── EXCERPTED PASSAGE

A Tuoi Tre reporter met Phil Wise, an army medical corps officer who survived the C5A Galaxy crash, in a small hotel on Bui Vien Street in the ‘backpacker area’ in District 1, Ho Chi Minh City recently to hear him tell his story.
Phil Wise, a witness to and survivor of the C5A Galaxy crash in 1975. Photo: Tuoi Tre
Every five years, he returns to the city to visit the old place he said he still remembers clearly moment by moment before the accident happened.
It was on the morning of April 4, 1975, when he was in bed after an entire sleepless working day. Someone knocked on his door and he was ordered to fly in five minutes. No further explanation.
He said he was not aware of the operation he was ordered to take part in.
Wise opened his memoir and selected a paragraph to read. “The door closed. The atmosphere inside the plane started cooling up and I feel more comfortable after the brutal heat outside in Saigon. My uniform gets soaked with sweat. The children get better in the cool atmosphere.”
It was around 4:15 pm, a short moment of calmness before a deadly accident.
Wise recalled he heard a noise in the back of the plane but ignored the thought that it might be an attack because it was just a small sound.
Many investigations were made later and the reason that was most agreed upon was the unlocking of one of the six door bolts there. It made the door burst out.
Boxes containing orphans began drifting out and falling down through the hole when the plane was at an altitude of thousands of meters.
It was all Wise could remember before he regained his consciousness two days later in the Philippines.
The cargo plane crashed at 4:45 pm on April 4, 1975.
The real number of dead children from the crash has yet to be confirmed. Some sources said it was 76 while others believed it was 78, 79, or 98.
All Wise was informed of days after the accident was that the dead bodies of the orphans were taken to the U-Tapao air base in Pattaya, Thailand.
A nearly forgotten tomb
Few people know that Pattaya was turned into a developed tourist city as a result of the war in Vietnam.

────

*STUDY QUESTIONS*
**1)** In the crash passage, what figures do sources give for the number of children who died?
**2)** Please transcribe everything in the crash passage from "It was all Wise" down to "78, 79, or 98.".
The data after the crash passage plays no part in this work.

── PROVIDED RECORDS

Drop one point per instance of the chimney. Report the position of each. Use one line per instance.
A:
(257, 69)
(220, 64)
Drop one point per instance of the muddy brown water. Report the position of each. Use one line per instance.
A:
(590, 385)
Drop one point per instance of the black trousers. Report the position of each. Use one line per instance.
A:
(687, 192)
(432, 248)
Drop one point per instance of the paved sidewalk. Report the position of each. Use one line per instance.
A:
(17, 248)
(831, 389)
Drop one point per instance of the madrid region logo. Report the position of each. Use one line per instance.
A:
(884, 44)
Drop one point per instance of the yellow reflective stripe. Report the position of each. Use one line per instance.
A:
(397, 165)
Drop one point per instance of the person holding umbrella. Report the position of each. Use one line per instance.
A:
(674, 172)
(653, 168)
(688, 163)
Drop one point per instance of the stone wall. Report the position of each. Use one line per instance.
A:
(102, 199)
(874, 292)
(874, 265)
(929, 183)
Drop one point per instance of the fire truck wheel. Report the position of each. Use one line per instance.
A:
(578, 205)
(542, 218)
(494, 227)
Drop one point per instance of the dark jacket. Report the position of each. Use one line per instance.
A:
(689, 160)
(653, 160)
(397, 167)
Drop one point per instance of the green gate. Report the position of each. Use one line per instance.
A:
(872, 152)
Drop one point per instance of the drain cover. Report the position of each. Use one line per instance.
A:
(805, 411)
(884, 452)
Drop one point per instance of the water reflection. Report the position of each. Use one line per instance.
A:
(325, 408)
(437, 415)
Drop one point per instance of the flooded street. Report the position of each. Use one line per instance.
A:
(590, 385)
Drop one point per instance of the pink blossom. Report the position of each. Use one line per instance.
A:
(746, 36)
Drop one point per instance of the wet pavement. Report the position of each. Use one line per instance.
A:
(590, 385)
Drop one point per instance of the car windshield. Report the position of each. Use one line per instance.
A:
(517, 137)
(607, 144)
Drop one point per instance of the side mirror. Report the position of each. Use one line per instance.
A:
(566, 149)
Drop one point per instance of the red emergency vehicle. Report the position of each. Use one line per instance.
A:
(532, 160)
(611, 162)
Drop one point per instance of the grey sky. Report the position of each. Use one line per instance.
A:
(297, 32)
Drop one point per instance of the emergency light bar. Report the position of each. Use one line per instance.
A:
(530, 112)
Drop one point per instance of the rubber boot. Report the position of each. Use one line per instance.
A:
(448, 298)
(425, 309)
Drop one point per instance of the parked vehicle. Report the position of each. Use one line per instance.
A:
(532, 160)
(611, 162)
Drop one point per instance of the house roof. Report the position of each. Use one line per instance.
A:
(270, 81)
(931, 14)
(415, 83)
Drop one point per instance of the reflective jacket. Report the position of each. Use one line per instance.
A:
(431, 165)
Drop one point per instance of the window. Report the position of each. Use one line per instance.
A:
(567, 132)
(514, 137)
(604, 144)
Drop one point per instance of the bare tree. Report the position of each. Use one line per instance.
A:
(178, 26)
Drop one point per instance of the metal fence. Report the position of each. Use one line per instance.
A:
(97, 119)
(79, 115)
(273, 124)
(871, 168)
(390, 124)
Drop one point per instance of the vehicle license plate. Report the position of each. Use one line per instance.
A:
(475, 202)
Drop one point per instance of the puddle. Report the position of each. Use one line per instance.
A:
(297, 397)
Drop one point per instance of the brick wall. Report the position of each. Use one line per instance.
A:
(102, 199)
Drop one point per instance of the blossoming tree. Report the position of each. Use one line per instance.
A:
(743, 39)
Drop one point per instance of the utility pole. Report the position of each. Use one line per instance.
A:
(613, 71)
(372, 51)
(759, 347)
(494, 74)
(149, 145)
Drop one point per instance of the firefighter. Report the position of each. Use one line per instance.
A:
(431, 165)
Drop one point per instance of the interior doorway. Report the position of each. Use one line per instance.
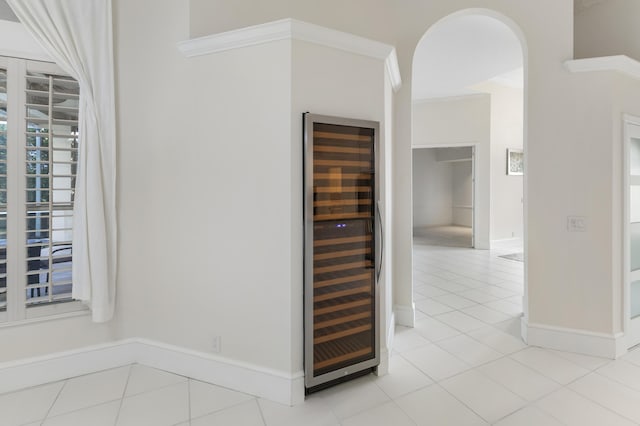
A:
(631, 231)
(468, 89)
(443, 195)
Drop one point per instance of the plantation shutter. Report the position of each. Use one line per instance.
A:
(51, 154)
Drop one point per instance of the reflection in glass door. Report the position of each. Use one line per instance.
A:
(632, 234)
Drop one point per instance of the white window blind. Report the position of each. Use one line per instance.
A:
(38, 163)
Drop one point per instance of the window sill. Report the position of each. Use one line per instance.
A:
(50, 313)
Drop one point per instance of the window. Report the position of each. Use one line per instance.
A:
(38, 163)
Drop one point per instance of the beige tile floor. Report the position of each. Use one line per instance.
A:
(463, 364)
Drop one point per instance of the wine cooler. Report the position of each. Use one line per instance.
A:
(343, 245)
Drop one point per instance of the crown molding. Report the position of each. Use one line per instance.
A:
(454, 98)
(619, 63)
(291, 29)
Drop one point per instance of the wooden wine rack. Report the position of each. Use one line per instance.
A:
(343, 246)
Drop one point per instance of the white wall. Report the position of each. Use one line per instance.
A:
(507, 132)
(432, 190)
(462, 186)
(608, 28)
(460, 121)
(206, 192)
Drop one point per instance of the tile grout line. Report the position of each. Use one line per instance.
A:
(64, 383)
(124, 391)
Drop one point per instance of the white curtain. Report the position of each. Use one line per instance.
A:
(79, 37)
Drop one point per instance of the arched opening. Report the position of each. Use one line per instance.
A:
(469, 94)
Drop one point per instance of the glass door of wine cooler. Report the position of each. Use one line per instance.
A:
(341, 303)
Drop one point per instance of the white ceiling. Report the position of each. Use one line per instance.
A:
(463, 51)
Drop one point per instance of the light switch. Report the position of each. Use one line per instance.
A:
(576, 224)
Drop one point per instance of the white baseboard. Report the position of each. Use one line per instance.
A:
(35, 371)
(255, 380)
(571, 340)
(405, 315)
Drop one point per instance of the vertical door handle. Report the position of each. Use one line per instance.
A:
(379, 265)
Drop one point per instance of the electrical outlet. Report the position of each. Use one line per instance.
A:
(216, 344)
(576, 224)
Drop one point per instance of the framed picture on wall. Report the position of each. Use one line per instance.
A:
(515, 162)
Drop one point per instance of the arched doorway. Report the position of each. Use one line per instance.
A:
(468, 81)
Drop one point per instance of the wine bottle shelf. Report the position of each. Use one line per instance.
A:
(340, 213)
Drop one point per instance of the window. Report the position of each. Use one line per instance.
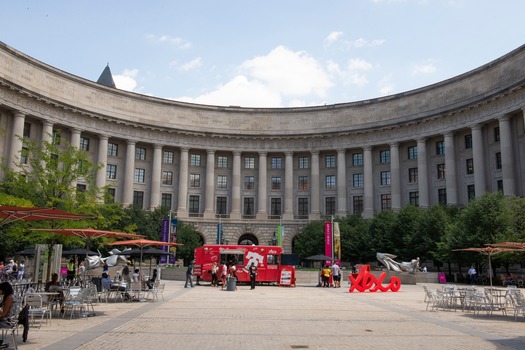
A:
(440, 148)
(496, 134)
(441, 171)
(194, 205)
(111, 171)
(167, 178)
(330, 182)
(384, 156)
(222, 162)
(358, 180)
(385, 178)
(56, 137)
(138, 199)
(110, 195)
(357, 159)
(139, 175)
(358, 204)
(303, 183)
(442, 196)
(386, 201)
(222, 181)
(275, 207)
(329, 161)
(140, 153)
(27, 130)
(413, 198)
(195, 180)
(221, 206)
(165, 200)
(167, 157)
(24, 155)
(303, 163)
(249, 162)
(302, 208)
(249, 206)
(276, 182)
(84, 144)
(470, 166)
(412, 175)
(471, 192)
(412, 152)
(468, 141)
(330, 206)
(249, 182)
(112, 149)
(195, 160)
(498, 160)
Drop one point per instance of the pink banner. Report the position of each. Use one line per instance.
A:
(328, 240)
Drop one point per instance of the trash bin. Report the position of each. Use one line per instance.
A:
(231, 284)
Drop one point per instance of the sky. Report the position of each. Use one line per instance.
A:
(271, 53)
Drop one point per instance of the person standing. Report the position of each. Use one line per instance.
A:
(336, 275)
(189, 275)
(253, 275)
(214, 270)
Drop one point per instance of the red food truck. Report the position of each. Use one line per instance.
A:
(266, 258)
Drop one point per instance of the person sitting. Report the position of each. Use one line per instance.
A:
(150, 282)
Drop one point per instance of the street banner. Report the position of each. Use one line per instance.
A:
(328, 247)
(337, 241)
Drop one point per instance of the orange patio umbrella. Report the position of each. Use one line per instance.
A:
(489, 250)
(142, 243)
(87, 234)
(11, 213)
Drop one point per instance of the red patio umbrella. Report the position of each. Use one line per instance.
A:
(11, 213)
(489, 250)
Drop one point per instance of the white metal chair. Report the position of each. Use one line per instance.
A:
(37, 309)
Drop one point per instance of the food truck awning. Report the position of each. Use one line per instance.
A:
(232, 251)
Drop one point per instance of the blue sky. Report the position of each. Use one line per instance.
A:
(272, 53)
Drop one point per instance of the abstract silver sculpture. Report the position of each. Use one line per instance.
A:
(392, 265)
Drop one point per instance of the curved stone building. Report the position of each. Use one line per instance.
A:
(253, 168)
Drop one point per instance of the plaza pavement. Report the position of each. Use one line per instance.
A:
(271, 317)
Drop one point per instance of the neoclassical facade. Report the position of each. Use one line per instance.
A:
(253, 168)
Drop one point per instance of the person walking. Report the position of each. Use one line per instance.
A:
(189, 275)
(253, 275)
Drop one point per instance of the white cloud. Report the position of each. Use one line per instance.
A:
(127, 80)
(332, 37)
(427, 68)
(174, 41)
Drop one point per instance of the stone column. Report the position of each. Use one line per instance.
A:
(129, 173)
(236, 186)
(478, 158)
(422, 173)
(368, 186)
(395, 177)
(156, 175)
(341, 182)
(16, 139)
(210, 185)
(288, 186)
(315, 213)
(102, 159)
(507, 156)
(182, 210)
(450, 169)
(262, 200)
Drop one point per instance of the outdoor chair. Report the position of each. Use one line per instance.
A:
(37, 309)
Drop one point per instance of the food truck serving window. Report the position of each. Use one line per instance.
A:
(272, 259)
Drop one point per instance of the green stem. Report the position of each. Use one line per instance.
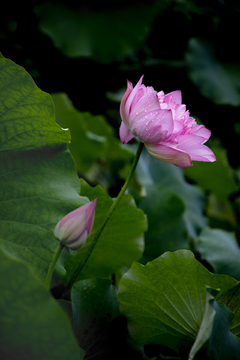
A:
(111, 210)
(52, 266)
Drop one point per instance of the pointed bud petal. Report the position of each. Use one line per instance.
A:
(76, 226)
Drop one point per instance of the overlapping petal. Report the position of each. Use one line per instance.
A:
(75, 227)
(164, 125)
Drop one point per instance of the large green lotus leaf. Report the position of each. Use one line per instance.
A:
(166, 226)
(217, 81)
(92, 138)
(38, 182)
(214, 338)
(104, 35)
(95, 310)
(220, 248)
(26, 112)
(33, 326)
(121, 242)
(151, 171)
(231, 299)
(216, 177)
(164, 301)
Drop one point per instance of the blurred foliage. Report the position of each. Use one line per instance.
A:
(82, 53)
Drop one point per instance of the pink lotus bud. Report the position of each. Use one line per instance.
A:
(76, 226)
(164, 125)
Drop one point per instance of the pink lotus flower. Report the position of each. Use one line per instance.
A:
(76, 226)
(164, 125)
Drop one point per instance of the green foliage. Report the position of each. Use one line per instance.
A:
(155, 173)
(217, 247)
(120, 243)
(96, 316)
(88, 51)
(217, 177)
(30, 318)
(104, 35)
(92, 138)
(166, 227)
(217, 81)
(221, 343)
(164, 301)
(38, 179)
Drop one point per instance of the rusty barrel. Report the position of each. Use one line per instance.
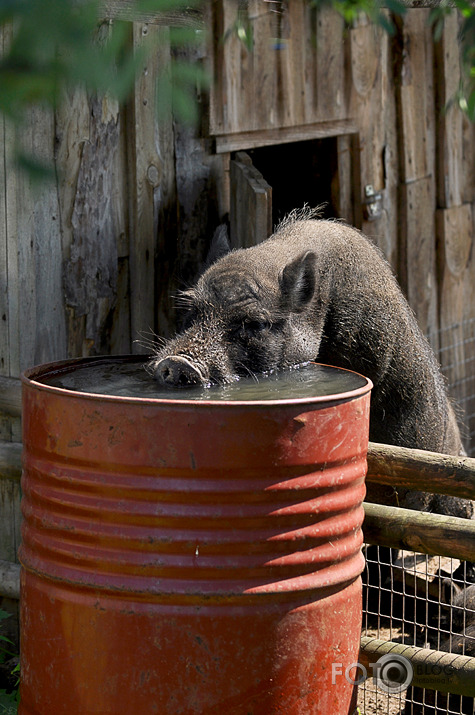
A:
(189, 557)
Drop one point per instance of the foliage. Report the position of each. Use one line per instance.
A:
(8, 700)
(465, 96)
(373, 9)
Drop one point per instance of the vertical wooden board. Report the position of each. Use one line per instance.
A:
(331, 70)
(418, 229)
(96, 220)
(146, 169)
(167, 244)
(261, 90)
(468, 161)
(457, 307)
(416, 96)
(449, 119)
(373, 105)
(290, 52)
(310, 68)
(41, 255)
(10, 519)
(251, 204)
(416, 132)
(232, 84)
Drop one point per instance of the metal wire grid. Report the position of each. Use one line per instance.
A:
(407, 595)
(408, 598)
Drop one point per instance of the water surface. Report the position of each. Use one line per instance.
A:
(131, 379)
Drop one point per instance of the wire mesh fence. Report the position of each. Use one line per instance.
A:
(423, 601)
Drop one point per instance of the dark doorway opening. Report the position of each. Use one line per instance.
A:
(301, 173)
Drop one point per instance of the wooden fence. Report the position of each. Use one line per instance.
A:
(351, 116)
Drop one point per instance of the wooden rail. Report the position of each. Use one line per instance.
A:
(428, 666)
(419, 531)
(424, 471)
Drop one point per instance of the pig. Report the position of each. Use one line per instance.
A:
(460, 641)
(318, 290)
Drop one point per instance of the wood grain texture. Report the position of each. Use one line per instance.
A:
(419, 531)
(421, 470)
(251, 204)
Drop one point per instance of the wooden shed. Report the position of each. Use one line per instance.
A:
(313, 112)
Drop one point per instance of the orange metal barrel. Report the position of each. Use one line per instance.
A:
(184, 557)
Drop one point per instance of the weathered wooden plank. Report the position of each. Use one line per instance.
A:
(96, 220)
(421, 470)
(415, 100)
(127, 10)
(146, 167)
(166, 204)
(415, 92)
(270, 137)
(417, 222)
(262, 90)
(330, 65)
(9, 580)
(449, 120)
(373, 105)
(10, 519)
(10, 396)
(419, 531)
(468, 159)
(289, 48)
(251, 204)
(293, 75)
(457, 308)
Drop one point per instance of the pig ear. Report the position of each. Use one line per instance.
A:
(297, 281)
(219, 245)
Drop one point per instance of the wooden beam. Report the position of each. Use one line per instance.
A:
(419, 531)
(126, 10)
(285, 135)
(421, 470)
(428, 665)
(10, 396)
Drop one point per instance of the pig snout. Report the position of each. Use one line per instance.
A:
(178, 371)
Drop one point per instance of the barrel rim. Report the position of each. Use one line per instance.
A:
(29, 379)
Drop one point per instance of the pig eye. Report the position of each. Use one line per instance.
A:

────

*TASK SOLUTIONS*
**1)** 76, 78, 79, 98

**2)**
It was all Wise could remember before he regained his consciousness two days later in the Philippines.
The cargo plane crashed at 4:45 pm on April 4, 1975.
The real number of dead children from the crash has yet to be confirmed. Some sources said it was 76 while others believed it was 78, 79, or 98.